#### [What the task asks]
The listing is to be transcribed in full, with its images left out.

________

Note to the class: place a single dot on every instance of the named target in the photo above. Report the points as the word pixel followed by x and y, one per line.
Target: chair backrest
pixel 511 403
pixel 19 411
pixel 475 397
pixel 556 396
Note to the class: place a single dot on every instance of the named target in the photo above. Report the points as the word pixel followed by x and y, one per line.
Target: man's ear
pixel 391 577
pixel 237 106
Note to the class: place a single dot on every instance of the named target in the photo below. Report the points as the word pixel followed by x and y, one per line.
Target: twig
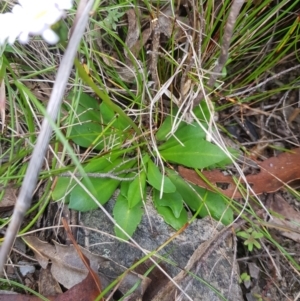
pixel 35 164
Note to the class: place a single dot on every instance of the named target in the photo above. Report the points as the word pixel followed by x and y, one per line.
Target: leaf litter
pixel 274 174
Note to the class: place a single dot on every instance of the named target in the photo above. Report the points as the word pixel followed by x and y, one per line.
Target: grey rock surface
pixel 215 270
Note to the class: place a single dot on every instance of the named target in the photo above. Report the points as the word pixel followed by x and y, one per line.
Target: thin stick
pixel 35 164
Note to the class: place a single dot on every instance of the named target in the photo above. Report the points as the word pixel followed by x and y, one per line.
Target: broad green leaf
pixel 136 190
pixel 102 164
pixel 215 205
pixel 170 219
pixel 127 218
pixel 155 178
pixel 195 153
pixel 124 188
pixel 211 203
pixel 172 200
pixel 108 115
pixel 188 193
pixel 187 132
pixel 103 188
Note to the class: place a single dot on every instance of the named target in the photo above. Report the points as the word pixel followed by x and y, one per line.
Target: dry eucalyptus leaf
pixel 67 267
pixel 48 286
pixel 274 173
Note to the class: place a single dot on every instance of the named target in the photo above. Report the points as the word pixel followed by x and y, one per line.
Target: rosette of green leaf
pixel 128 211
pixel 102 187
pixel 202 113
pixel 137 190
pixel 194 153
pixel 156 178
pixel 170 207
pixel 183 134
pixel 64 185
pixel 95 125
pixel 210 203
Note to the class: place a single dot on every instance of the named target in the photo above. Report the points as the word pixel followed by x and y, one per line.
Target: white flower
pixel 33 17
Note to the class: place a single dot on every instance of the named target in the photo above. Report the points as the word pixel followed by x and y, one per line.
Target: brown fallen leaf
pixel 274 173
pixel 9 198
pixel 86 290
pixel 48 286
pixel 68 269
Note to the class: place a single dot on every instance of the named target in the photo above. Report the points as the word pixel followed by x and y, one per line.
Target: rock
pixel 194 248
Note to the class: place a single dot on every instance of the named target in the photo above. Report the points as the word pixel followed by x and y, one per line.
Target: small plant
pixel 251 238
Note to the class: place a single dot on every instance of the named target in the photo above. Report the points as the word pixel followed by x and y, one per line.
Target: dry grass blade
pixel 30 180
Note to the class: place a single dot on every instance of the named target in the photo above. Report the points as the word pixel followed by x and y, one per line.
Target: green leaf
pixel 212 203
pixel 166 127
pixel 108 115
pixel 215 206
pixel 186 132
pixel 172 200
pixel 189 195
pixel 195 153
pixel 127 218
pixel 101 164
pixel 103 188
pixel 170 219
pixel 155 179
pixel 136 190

________

#### [Task result]
Note to the class: place a single dot on every instance of the named target in the photo above. Report the points as the word pixel followed by x and y, one per line.
Target: chair backrest
pixel 511 403
pixel 19 411
pixel 475 397
pixel 556 396
Note to the class: place a single dot on every instance of the named target in the photo above. Report the points as the word pixel followed by x and y, one per line.
Target: man's ear
pixel 391 577
pixel 237 106
Note to the class: place a single dot on every instance of the named target in the photo below. Report the points as the word pixel followed by x and y, one per line.
Target: twig
pixel 35 164
Note to the class: place a single dot on every instance of the named target in the photo above. Report the points as the word pixel followed by x and y, one per line.
Target: leaf litter
pixel 274 174
Note to the class: place a single dot on every instance of the named target in the photo above. Report the points as the word pixel followed by x and y, one per line.
Target: grey rock surface
pixel 215 270
Note to the class: place a single dot on every instance of the named target in the photo above. Report the points as the word pixel followed by x and y, one per line.
Target: thin stick
pixel 35 164
Note to the class: place a single dot on every instance of the named target in the photo above. Report the points as the word pixel followed by x and y, one per line.
Target: broad green leaf
pixel 136 190
pixel 102 164
pixel 215 205
pixel 170 219
pixel 127 218
pixel 155 178
pixel 195 153
pixel 124 188
pixel 211 203
pixel 172 200
pixel 108 115
pixel 188 193
pixel 187 132
pixel 103 188
Note to the class: place a single dot on every instance of the named target in the photo above. Report the points as the word pixel followed by x and y, one per line.
Target: dry eucalyptus leaf
pixel 67 267
pixel 48 286
pixel 274 173
Note to the class: place a single dot on every instance of the named target in the photo above. Report the points as the word pixel followed by x and y, one per line.
Target: rosette of green leaf
pixel 128 211
pixel 102 187
pixel 202 113
pixel 137 190
pixel 194 153
pixel 156 178
pixel 170 207
pixel 183 134
pixel 64 185
pixel 95 125
pixel 210 203
Note to the class: place a single dot on every instance of the named target in the photo above. Report the points as the word pixel followed by x and y, one per line.
Target: white flower
pixel 33 17
Note to the class: place a single dot on every instance of the named target in the photo above. Report the points as the word pixel followed by x and y, one per line.
Target: brown fallen leaf
pixel 274 173
pixel 9 198
pixel 86 290
pixel 48 286
pixel 68 269
Note to the class: place a single dot on every instance of the named target in the photo above. Report the points as the word pixel followed by x and y, one per line.
Target: rock
pixel 194 248
Note to the class: place a single dot on every instance of the named target in the photo above. Report the points as the word pixel followed by x and y, one per line.
Target: small plant
pixel 251 238
Note to the class: place a single dot on every instance of the named target in the photo above. Report the points as the word pixel followed by x and y, one per line.
Target: dry grass blade
pixel 30 180
Note to the class: place a single dot on every instance of the named target in the photo above. Report the points as the word pixel followed by x and y, one per line.
Target: green leaf
pixel 212 203
pixel 166 127
pixel 108 115
pixel 215 206
pixel 186 132
pixel 172 200
pixel 189 195
pixel 195 153
pixel 127 218
pixel 101 164
pixel 103 188
pixel 170 219
pixel 155 179
pixel 136 190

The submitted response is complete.